■ GIVEN TEXT:
[BEGIN]
So, what are the common pitfalls to ERP project success? And, is there anything that has proven to "work" to address them? The three most common pitfalls are as follows:
  1. Trying to Solve Process Discipline Issues with Systems

    By far, this is the most common mistake! It is much simpler to think you can resolve business issues by implementing a new system - after all, exploring a new system sounds far more exciting and requires much less work than developing processes, implementing disciplines and establishing and tracking accountabilities.

    For example, a common misconception is "if I implement the latest and greatest system functionality, my inventory levels will drop and everything will be fine." Reality becomes a disappointment. Actually, what typically occurs is the opposite since process disciplines haven't been the focus while system implementation complexity has been added into the mix. After all, just as the saying goes with MRP systems, "garbage in, garbage out", the only thing accomplished by implementing a system prior to establishing process discipline rigor is receiving "garbage sooner".

    Thus, clearly the solution to this dilemma is to spend the time and effort up front implementing the appropriate process disciplines. Then, you will find that you can leverage already-existing functionality to take your organization to the next level or you will be prepared to take advantage of the benefits of a new system.
  2. Focusing on Bells and Whistles instead of Core Functionality

    The second most common mistake is to get caught up in bells and whistles (exciting system functionality that might be interesting but only a "nice-to-have" for your business requirements) and overlook the unique functionality which is the cornerstone of your business. As far-fetched as this might sound, it has occurred in almost every ERP selection and implementation project I've participated in. Typically, whatever latest and greatest functionality the new system has is what is focused on, regardless of the fit with the company requirements.

    Since this is a common occurrence, a way to avoid this pitfall is to focus up front on identifying functionality unique to your business and then stick to it. I've found the 80/20 to success is a rigorous focus on unique, core functionality. For example, in an aerospace metals service center, item number functionality incorporating multidimensional specs and characteristics is the cornerstone. On the other hand, in the windows and doors manufacturing industry, configurator functionality is key.
[END]
■ EXTRACTED ENTRIES:
[BEGIN]
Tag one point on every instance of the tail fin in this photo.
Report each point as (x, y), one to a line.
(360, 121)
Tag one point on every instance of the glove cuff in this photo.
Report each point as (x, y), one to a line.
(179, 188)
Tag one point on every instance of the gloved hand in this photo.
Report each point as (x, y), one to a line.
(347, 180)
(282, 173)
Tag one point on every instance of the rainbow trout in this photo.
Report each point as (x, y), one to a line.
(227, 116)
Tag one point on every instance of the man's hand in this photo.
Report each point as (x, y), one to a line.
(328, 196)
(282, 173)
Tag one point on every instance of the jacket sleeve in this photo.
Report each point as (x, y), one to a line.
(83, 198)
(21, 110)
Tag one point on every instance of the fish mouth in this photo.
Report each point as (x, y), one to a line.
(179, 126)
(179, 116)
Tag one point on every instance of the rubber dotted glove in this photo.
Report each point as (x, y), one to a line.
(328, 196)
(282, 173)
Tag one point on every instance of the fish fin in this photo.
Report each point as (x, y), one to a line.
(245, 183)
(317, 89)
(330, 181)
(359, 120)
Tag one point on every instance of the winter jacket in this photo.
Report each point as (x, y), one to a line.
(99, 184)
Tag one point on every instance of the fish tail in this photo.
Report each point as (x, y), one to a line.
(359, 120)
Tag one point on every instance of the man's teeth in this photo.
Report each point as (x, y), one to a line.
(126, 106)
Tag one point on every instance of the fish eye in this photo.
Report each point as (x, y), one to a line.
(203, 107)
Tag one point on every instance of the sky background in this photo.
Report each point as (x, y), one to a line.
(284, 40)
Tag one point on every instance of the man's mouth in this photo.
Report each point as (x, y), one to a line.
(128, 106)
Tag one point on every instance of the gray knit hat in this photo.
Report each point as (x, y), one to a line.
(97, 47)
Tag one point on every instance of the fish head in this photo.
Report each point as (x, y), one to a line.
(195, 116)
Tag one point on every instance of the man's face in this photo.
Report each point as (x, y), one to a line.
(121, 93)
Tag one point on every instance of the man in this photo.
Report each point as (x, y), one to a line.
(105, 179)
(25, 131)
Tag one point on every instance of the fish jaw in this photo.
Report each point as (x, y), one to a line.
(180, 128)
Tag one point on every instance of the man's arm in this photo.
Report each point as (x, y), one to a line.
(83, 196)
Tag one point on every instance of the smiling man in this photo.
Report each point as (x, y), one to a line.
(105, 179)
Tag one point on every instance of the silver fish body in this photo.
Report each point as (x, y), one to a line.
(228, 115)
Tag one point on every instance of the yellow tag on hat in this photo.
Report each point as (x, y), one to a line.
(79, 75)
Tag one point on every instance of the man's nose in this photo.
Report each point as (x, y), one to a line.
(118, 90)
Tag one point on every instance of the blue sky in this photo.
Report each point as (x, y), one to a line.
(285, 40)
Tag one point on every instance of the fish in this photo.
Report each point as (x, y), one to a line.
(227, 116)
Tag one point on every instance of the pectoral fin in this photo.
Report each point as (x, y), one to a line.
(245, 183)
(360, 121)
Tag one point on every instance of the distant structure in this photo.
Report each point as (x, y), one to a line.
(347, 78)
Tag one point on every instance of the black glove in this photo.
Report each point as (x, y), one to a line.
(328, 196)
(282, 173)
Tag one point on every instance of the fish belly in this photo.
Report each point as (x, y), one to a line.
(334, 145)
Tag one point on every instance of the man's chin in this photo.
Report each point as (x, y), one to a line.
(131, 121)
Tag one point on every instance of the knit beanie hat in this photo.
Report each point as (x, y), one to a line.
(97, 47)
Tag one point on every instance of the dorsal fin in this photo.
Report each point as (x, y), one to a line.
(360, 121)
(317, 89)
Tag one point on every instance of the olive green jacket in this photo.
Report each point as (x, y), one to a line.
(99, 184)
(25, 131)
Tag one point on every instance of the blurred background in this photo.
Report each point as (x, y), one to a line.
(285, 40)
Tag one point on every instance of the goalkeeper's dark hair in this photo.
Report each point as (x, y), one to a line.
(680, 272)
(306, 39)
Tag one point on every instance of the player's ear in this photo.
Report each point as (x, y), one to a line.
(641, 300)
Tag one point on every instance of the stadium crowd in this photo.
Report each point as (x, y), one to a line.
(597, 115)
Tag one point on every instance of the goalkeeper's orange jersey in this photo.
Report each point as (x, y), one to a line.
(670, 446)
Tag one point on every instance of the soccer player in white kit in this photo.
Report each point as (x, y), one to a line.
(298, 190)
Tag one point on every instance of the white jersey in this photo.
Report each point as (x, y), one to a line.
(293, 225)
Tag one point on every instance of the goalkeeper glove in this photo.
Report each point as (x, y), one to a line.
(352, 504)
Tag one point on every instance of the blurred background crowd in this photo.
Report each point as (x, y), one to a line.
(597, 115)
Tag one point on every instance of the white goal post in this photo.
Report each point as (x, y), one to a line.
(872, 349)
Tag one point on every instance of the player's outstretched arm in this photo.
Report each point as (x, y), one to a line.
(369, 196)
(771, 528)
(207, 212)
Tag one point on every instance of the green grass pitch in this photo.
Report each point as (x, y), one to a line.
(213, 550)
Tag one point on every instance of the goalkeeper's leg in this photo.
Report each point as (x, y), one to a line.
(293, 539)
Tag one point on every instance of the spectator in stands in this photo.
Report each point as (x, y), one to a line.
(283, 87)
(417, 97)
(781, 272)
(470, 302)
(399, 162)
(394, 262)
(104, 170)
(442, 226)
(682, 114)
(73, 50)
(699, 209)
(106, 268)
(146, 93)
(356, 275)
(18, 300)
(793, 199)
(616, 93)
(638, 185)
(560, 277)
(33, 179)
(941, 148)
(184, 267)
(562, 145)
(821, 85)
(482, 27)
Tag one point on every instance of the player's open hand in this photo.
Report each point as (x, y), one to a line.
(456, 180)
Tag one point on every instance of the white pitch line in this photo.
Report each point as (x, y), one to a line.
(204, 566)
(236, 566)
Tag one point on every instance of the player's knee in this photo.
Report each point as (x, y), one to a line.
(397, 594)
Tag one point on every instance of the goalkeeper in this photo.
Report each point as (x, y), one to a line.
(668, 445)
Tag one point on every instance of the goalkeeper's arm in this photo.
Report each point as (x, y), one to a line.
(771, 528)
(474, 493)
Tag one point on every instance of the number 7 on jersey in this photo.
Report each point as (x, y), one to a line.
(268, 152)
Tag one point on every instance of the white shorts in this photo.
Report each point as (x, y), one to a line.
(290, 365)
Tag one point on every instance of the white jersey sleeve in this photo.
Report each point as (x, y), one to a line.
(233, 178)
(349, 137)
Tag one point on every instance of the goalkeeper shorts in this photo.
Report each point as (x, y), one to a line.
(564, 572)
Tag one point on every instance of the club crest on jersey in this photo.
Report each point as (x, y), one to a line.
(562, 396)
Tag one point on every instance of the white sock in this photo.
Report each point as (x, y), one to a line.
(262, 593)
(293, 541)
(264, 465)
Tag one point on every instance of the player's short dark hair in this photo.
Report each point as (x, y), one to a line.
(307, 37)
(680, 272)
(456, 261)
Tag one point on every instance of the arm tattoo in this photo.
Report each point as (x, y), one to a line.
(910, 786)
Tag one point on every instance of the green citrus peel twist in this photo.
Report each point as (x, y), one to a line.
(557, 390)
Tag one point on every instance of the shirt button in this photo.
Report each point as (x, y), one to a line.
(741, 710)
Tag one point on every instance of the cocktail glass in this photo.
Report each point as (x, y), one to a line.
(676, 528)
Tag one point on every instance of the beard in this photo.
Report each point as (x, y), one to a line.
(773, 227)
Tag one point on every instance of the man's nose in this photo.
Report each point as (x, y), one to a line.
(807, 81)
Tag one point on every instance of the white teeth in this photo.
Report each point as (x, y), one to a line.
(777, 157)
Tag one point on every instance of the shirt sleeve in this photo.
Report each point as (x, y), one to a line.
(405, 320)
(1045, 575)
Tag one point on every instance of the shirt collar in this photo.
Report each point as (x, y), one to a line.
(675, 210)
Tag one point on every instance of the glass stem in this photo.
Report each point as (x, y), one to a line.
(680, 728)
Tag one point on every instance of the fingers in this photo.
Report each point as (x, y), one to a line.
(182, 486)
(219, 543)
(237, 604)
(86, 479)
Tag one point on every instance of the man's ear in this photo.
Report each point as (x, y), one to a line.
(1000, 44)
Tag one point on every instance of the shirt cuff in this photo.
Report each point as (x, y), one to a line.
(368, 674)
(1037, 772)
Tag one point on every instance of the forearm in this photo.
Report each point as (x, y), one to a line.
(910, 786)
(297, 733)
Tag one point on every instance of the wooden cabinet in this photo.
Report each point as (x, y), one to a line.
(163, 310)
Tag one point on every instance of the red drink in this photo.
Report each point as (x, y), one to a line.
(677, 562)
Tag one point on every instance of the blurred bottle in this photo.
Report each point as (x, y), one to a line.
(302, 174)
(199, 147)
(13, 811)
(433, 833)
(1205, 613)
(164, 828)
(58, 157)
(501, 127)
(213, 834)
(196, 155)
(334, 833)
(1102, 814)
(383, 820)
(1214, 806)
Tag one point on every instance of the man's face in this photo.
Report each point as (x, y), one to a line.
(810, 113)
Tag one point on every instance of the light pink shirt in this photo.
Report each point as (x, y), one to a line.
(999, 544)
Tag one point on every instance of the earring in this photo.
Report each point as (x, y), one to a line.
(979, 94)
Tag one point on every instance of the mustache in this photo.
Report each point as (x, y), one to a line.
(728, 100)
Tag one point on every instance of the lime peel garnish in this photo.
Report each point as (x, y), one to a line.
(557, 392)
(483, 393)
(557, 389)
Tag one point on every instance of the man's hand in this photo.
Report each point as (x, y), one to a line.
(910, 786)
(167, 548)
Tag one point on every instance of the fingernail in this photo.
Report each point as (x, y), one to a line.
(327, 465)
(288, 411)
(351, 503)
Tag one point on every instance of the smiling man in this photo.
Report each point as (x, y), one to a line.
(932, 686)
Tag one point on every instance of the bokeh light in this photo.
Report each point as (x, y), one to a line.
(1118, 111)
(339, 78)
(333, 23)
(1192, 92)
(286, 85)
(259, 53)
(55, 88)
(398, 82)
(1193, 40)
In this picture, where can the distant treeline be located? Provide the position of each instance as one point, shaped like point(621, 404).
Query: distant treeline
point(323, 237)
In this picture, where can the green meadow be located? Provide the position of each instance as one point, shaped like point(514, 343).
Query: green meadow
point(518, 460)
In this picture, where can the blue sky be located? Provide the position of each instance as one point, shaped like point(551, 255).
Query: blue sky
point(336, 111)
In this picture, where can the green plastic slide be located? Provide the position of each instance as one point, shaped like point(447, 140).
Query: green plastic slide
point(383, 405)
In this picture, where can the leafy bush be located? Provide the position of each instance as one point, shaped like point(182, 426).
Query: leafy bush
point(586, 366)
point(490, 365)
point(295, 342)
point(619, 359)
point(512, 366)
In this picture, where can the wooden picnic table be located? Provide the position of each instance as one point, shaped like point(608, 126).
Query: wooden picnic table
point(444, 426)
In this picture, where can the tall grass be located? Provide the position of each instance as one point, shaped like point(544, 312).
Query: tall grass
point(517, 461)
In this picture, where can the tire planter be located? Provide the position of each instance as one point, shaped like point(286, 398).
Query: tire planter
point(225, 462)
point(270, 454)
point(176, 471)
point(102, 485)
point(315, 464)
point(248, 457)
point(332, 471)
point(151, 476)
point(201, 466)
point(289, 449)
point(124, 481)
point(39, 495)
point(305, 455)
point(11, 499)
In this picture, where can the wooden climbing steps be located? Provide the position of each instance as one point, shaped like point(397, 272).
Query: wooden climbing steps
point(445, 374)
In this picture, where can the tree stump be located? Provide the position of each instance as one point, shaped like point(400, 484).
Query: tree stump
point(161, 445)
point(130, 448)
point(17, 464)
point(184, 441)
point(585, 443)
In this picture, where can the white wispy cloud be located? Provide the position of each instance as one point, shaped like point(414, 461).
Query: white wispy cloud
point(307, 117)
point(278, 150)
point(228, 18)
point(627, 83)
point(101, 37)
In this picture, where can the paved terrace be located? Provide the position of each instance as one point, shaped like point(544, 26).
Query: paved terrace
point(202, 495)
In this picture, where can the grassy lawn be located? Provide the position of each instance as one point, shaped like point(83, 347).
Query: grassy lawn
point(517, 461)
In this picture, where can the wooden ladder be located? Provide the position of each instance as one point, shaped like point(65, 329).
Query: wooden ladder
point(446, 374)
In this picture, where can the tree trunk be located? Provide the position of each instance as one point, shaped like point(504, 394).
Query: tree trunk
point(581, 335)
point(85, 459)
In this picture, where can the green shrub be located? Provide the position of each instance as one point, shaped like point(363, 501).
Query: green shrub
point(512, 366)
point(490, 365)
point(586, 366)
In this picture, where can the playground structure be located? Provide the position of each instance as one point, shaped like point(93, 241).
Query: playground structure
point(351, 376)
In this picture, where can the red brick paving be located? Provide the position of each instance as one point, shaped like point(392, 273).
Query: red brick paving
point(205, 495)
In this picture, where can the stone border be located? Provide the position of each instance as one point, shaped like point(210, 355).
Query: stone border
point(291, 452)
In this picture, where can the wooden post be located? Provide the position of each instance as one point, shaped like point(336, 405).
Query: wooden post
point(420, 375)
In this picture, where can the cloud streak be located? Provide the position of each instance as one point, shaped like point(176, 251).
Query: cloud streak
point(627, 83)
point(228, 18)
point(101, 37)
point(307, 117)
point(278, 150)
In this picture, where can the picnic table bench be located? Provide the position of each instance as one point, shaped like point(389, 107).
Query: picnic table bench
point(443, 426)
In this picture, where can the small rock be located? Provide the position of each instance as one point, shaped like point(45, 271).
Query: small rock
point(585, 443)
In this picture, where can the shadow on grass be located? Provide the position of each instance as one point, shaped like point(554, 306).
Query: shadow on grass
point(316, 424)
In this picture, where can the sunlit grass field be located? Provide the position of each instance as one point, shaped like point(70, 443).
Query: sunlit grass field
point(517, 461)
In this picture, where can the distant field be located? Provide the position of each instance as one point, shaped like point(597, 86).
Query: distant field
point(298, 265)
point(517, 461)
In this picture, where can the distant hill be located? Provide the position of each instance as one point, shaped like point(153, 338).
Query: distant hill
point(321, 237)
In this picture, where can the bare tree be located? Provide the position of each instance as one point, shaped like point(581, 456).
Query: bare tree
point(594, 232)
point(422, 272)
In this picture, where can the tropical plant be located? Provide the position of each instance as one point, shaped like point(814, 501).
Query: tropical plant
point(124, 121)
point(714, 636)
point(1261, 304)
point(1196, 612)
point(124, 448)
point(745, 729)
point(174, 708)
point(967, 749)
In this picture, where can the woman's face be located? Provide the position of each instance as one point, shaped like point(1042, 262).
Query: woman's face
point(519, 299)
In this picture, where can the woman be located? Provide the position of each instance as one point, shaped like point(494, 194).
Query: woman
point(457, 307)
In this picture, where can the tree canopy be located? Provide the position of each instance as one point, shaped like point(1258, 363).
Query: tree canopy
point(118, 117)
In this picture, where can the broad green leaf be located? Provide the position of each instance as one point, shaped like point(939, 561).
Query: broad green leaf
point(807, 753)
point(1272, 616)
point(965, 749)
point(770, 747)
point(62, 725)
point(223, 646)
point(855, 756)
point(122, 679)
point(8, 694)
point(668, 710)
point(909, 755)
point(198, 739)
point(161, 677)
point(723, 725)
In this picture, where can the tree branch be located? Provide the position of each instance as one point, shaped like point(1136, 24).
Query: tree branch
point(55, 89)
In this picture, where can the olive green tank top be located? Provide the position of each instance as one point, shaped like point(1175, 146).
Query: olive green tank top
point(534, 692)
[END]
■ YOUR TASK:
Answer from the ERP pitfalls text:
(a) What mistake does it call by far the most common?
(b) What is the only thing accomplished by implementing a system before establishing process discipline rigor?
(c) Which functionality is key in the windows and doors manufacturing industry?
Rely only on the ERP pitfalls text, not on the material.

■ ANSWER:
(a) Trying to solve process discipline issues with systems.
(b) Receiving "garbage sooner".
(c) Configurator functionality.